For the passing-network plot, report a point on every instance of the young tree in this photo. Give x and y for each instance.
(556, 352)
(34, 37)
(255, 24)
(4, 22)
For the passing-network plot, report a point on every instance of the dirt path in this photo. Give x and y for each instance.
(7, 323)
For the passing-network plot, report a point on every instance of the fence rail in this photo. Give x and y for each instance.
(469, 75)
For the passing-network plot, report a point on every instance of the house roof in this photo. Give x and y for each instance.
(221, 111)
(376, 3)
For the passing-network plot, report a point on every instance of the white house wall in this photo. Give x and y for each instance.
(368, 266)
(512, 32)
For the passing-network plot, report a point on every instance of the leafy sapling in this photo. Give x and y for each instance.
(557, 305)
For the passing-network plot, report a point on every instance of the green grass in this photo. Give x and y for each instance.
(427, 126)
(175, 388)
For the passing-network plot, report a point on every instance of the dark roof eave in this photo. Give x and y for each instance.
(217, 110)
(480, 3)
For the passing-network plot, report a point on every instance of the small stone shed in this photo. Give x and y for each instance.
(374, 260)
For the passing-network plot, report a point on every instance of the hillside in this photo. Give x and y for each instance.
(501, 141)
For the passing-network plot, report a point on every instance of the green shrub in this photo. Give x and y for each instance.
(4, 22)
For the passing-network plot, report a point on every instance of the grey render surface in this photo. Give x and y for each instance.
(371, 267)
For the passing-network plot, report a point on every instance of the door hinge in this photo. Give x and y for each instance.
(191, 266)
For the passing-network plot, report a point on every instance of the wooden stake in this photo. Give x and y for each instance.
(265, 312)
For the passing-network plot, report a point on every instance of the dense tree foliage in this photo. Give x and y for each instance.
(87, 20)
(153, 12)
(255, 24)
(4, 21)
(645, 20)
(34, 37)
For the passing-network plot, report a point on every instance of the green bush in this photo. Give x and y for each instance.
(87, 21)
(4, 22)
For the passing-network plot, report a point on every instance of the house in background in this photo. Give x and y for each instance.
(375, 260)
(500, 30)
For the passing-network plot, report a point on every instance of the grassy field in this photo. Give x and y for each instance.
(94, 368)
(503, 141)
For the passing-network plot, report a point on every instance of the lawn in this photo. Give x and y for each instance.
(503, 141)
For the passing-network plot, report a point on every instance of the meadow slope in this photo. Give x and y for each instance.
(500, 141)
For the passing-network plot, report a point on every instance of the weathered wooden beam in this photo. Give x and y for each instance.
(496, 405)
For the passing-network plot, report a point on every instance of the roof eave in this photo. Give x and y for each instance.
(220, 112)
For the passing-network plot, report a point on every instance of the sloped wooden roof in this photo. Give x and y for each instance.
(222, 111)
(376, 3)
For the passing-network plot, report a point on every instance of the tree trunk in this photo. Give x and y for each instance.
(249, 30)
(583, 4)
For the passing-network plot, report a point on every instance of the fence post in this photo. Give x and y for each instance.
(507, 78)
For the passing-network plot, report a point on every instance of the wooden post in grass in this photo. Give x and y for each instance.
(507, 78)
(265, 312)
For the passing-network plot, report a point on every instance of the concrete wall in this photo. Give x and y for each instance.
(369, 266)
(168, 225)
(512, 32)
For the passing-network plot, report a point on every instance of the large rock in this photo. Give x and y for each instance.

==================================================

To do: Repeat the material above in full so that each line matches the original exactly.

Exercise result:
For the passing-network plot, report a point on every instance of the young tree in this photo. Give x and y for each instance.
(556, 352)
(34, 37)
(255, 24)
(4, 22)
For the passing-network plot, report a point on every instance of the dirt path in this photo. Give x and y for each instance.
(7, 323)
For the passing-network plot, report a point on every instance of the fence rail in this photo. Give x and y for each instance.
(469, 75)
For the passing-network plot, report a point on every instance of the house roof in this photo. Give x and y for each instance.
(221, 111)
(376, 3)
For the passing-network plot, report a point on every instance of the white house wall in this photo. Give x and y for each instance.
(368, 266)
(512, 32)
For the passing-network plot, report a point on every instance of the leafy sapling in this photo. Give x and y for each instance.
(557, 305)
For the passing-network plot, report a point on every instance of the green grass in this photo. Give x and y for each instance.
(427, 126)
(175, 388)
For the passing-network plot, report a point on every instance of the dark roof eave in this photo. Give x and y for each instance.
(217, 110)
(480, 3)
For the passing-network plot, report a point on every instance of the small stone shed in this photo. Give x and y for each instance.
(374, 260)
For the passing-network plot, report a point on every instance of the hillside in this photo. Give x and y for each instance.
(501, 141)
For the passing-network plot, report a point on every instance of the green shrub in this photo. Give x and y for each instance.
(4, 22)
For the passing-network plot, report a point on every instance of the grey render surface in this photo. Give x and y for each instance.
(371, 267)
For the passing-network plot, report a point on every instance of the door hinge in this photo. Give x and y for each instance.
(191, 266)
For the passing-network plot, report a point on every instance of the wooden stake in this photo. Give x and y for each instance.
(265, 312)
For the passing-network plot, report a point on every instance of the dense tree foliage in this photo. Give x and y for each instance.
(87, 20)
(153, 12)
(255, 24)
(4, 21)
(645, 20)
(34, 37)
For the passing-network plot, report a point on every instance of the green bush in this photo. Give x and y for each instance.
(87, 21)
(4, 22)
For the passing-network plot, report a point on every instance of the house in background in this photo. Give x and y for each instance.
(375, 260)
(500, 30)
For the passing-network plot, report a point on every instance of the grassy field in this photo. Give x and y for each instance.
(94, 368)
(503, 141)
For the passing-network plot, report a point on every instance of the lawn in this photo. Give x and y for each instance.
(503, 141)
For the passing-network plot, report a point on every instance of the meadow slope in this photo. Give x and y for each instance.
(500, 141)
For the passing-network plot, report a point on every instance of the weathered wooden beam in this photo. Give x and y for each instance.
(496, 405)
For the passing-network plot, report a point on every instance of the roof eave in this photo. Give x and y for each instance.
(220, 112)
For the passing-network plot, report a point on every instance of the sloped wooden roof in this photo. Give x and y for each instance.
(222, 111)
(376, 3)
For the passing-network plot, report a point on every instance of the tree trunk in this photo. Give x and y for each instance.
(249, 30)
(583, 4)
For the passing-network plot, report a point on every instance of the fence post in this photo. Give x and y for each instance.
(507, 78)
For the passing-network plot, report a point on every instance of the wooden post in grass in this photo. Give x and y for each instance.
(507, 78)
(265, 312)
For the passing-network plot, report a point on every instance of the concrete wall in this photo. Give x and y for each instance.
(369, 266)
(168, 225)
(512, 32)
For the passing-network plot, report a point on every instance of the large rock in this photo. Give x and y for each instance.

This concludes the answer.